** What the exercise asks **
List every line in the rows below that contains the string "roof", matching case exactly.

[Excerpts from a pointing dataset]
####

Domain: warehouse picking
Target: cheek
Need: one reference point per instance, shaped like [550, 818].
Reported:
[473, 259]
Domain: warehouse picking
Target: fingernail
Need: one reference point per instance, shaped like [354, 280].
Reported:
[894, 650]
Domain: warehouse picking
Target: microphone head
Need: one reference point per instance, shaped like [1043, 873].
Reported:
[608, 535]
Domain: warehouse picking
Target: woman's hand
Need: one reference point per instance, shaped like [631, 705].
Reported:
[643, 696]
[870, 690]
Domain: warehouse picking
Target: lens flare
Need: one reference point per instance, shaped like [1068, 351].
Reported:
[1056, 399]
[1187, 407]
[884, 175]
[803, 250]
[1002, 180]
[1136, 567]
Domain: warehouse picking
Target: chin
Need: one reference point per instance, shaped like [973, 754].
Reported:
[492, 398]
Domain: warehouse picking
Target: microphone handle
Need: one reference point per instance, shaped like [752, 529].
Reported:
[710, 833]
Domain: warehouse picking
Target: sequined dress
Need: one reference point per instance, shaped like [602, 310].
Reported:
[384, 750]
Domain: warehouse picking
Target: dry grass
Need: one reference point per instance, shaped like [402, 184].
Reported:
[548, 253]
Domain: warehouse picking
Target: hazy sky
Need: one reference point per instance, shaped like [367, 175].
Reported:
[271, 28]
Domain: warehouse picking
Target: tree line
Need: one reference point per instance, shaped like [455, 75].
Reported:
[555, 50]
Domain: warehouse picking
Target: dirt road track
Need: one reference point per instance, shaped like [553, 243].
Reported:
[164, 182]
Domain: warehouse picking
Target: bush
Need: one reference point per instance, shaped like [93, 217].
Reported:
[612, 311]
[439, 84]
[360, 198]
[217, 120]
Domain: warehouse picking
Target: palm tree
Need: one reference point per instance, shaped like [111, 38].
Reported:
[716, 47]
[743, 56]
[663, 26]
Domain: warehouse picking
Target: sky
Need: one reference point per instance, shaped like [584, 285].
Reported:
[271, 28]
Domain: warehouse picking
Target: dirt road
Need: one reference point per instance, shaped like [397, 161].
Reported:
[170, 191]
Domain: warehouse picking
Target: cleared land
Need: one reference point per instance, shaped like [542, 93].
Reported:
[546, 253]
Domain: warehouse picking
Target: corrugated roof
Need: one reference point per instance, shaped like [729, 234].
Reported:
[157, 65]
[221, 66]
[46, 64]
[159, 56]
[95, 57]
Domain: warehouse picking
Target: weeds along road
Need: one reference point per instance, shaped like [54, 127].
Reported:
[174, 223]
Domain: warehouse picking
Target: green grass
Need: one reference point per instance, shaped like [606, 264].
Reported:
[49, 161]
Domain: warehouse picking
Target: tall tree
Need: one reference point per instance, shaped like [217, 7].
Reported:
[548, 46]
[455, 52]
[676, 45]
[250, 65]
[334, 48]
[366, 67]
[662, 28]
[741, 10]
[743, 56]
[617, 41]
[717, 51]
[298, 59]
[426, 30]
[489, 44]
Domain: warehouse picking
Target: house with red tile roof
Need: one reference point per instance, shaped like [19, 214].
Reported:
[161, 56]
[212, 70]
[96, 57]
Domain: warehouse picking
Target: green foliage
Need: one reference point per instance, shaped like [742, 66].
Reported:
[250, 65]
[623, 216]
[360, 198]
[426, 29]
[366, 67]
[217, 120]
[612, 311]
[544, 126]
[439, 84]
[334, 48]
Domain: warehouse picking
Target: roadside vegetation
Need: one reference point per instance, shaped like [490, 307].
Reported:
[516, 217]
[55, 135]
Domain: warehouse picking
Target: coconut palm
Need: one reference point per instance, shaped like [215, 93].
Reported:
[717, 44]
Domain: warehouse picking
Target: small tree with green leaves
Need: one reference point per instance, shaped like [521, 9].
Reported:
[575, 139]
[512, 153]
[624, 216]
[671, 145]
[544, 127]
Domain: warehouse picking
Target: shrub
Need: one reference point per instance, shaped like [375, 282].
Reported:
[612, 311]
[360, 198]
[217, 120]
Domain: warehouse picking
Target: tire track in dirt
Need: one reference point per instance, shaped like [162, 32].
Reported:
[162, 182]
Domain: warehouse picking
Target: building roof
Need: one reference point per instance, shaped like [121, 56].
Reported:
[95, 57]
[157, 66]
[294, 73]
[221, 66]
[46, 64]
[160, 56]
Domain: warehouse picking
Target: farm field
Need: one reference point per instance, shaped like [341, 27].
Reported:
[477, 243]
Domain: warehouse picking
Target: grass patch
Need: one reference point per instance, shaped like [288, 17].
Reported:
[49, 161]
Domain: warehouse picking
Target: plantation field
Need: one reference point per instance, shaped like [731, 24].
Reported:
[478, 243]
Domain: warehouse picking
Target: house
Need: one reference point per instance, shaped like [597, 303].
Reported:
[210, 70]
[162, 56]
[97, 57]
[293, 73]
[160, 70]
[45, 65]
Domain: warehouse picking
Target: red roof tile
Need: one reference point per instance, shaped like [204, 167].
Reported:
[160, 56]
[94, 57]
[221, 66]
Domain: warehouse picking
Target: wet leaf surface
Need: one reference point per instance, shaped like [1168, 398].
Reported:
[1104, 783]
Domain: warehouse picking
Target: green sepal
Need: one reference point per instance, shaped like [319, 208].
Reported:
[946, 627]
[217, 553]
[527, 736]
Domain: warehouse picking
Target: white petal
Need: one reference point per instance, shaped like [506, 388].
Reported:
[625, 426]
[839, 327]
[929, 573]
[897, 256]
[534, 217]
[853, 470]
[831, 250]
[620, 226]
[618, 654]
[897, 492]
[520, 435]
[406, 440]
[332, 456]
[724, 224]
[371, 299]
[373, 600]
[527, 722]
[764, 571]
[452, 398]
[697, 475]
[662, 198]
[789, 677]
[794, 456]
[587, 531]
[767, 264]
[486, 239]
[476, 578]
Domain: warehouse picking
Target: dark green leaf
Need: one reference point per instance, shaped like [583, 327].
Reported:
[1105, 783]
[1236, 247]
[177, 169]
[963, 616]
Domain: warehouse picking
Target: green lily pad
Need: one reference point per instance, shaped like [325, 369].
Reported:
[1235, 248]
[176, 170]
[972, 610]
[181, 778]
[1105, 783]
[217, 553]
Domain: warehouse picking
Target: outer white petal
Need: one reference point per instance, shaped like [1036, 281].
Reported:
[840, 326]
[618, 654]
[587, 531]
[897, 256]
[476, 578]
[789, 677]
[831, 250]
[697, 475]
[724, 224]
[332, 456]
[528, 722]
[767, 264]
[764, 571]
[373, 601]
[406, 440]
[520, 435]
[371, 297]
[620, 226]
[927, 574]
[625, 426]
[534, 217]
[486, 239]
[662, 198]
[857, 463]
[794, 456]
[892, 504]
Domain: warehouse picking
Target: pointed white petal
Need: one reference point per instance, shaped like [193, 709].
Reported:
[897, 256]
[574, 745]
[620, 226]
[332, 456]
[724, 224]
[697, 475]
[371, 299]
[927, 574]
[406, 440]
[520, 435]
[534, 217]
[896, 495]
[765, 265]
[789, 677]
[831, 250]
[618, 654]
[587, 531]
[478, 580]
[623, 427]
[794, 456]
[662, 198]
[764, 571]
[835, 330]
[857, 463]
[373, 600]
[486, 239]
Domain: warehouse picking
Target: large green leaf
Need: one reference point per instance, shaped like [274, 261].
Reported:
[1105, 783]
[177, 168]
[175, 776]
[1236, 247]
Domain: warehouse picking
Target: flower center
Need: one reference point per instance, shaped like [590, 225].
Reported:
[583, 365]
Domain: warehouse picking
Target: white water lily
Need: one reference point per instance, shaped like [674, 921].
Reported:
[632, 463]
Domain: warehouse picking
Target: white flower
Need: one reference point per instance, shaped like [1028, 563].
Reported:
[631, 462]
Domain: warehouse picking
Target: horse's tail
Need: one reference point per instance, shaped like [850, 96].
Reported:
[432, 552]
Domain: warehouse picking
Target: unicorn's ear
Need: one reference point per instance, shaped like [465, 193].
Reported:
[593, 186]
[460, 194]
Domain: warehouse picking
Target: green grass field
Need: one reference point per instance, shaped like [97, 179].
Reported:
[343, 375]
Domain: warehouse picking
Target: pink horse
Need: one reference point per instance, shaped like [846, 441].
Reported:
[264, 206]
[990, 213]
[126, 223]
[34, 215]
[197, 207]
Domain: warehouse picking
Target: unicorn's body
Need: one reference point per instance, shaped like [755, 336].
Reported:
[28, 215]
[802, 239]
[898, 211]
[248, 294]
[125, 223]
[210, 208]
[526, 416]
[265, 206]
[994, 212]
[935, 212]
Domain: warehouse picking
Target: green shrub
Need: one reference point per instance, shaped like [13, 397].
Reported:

####

** Response for this exercise **
Target: corrugated roof
Target: house with red tile roof
Target: building roof
Target: red roof tile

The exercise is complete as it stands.